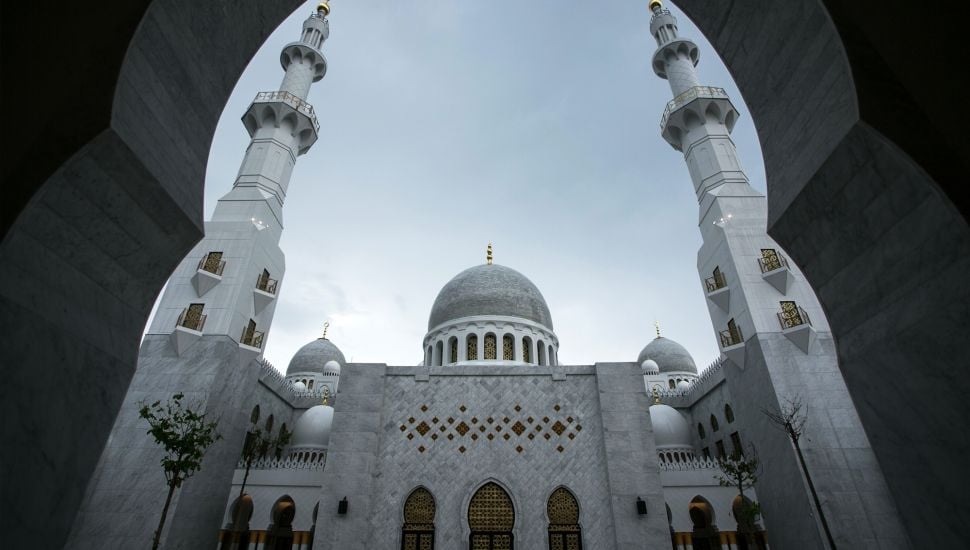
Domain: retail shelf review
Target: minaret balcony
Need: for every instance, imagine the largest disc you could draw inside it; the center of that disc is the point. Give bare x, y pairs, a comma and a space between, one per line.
732, 343
271, 107
718, 290
775, 270
188, 328
796, 325
691, 108
208, 273
264, 293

#### [Your goal]
Can you put the whole listing above into a JSON list of strings, one per line, with blank lines dropped and the picture left out?

#### [Result of this task]
[
  "Domain: retail shelf review",
  "Target: minaret balcony",
  "Need: for every instance, imagine the largest disc you could draw inside it; the center of that disc is the point. Give bare x, y pairs, a comma and a space between, one per line.",
  "732, 343",
  "271, 107",
  "718, 290",
  "775, 270",
  "188, 328",
  "796, 325",
  "691, 108",
  "208, 273",
  "264, 293"
]